Document section —
------------------------------------------------------------------------
Oral Presentation Australian Society for Fish Biology Conference 2024

More than one way to build a fish – how functional divergence of Australian smelt challenges the form-function relationship   (111456)

Daniel P Svozil 1 , Robyn J Watts 1 , R Keller Kopf 2 , Lee Baumgartner 1 , Christopher Fulton 3
  1. Gulbali Institute, Charles Sturt University, Thurgoona, New South Wales, Australia
  2. Research Institute for the Environment and Livelihoods (RIEL) Faculty of Science and Technology, Charles Darwin University, Darwin, Northern Territory, Australia
  3. Research School of Biology, Australian National University, Canberra, Australian Capital Territory, Australia

River impoundment has transformed flowing environments into lentic systems. According to conceptual form-function models, differences in flow velocity can influence body shape divergence among fish populations in modified habitats such as reservoirs (Langerhans, 2008, Pavey et al 2010, Webb, 1975). However, the consequences of morphological trait divergence on swimming performance in isolated populations remain unclear. 

In experimental comparisons of river and reservoir populations of Australian smelt, we tested the predictions from conceptual models, that river populations would have narrower, fusiform bodies, higher critical swimming speed (Ucrit), fin aspect ratio (fin shape) and metabolic activity than reservoir conspecifics.

Instead, river populations had deeper, more robust bodies contrary to conceptual models, but higher Ucrit, fin aspect ratio and metabolic activity than reservoir conspecifics, as expected. As such, morphological divergence and its influence on swimming performance across the studied populations was inconsistent with the form-functional relationship in conceptual models and other species.
------------------------------------------------------------------------
Input data —
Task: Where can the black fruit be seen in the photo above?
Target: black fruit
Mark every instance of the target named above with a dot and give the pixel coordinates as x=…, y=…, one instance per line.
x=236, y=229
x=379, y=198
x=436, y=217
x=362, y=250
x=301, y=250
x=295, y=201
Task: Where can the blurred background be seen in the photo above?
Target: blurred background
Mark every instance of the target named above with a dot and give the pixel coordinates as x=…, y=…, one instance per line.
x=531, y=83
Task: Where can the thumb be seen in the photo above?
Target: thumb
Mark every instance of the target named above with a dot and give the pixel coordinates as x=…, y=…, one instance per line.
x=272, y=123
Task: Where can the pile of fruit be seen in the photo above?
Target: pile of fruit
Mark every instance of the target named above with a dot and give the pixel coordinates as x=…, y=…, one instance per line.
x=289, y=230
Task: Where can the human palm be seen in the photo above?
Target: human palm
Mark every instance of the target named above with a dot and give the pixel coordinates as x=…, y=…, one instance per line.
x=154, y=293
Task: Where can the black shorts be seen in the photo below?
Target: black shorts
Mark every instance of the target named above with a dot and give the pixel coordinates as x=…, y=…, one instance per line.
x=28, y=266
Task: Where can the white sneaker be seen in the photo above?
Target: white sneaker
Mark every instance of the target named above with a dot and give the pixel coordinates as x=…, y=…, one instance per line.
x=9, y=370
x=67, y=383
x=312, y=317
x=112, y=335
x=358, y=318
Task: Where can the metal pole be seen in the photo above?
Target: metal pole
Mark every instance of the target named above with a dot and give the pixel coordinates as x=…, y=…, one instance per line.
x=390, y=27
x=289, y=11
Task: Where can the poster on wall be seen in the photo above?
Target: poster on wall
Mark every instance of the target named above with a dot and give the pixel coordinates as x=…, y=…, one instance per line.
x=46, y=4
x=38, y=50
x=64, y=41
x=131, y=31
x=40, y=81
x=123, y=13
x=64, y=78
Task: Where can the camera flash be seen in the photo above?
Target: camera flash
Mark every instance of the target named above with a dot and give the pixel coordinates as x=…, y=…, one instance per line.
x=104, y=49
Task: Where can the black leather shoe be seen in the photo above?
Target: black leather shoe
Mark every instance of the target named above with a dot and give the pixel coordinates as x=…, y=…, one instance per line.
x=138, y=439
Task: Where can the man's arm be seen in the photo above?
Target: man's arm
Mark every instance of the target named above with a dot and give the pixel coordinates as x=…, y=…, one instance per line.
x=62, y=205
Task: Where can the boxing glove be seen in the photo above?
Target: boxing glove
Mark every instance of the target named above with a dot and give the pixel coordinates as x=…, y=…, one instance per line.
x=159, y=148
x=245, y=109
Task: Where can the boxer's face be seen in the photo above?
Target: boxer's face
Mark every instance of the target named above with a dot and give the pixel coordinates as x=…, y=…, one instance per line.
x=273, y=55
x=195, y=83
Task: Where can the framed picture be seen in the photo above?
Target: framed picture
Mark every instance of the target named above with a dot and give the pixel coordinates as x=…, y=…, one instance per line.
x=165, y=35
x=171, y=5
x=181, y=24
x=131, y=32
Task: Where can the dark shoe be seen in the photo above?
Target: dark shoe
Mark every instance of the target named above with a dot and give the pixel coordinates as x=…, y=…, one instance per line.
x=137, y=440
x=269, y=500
------------------------------------------------------------------------
Task requirements —
- a) Answer these about the smelt abstract:
(i) Which school and university are listed for Christopher Fulton?
(ii) What has river impoundment transformed flowing environments into?
(iii) What kind of bodies did the river populations actually have?
- b) Rename "Australian smelt" as "golden perch" in a passage of the smelt abstract. Begin at the words "Oral Presentation Australian", stop after "relationship   (111456)", and write out the passage with that change.
Nothing in the lines affects what follows.

Solutions to the problems —
- a)
(i) The Research School of Biology, Australian National University
(ii) Lentic systems
(iii) Deeper, more robust bodies

- b)
Oral Presentation Australian Society for Fish Biology Conference 2024

More than one way to build a fish – how functional divergence of golden perch challenges the form-function relationship   (111456)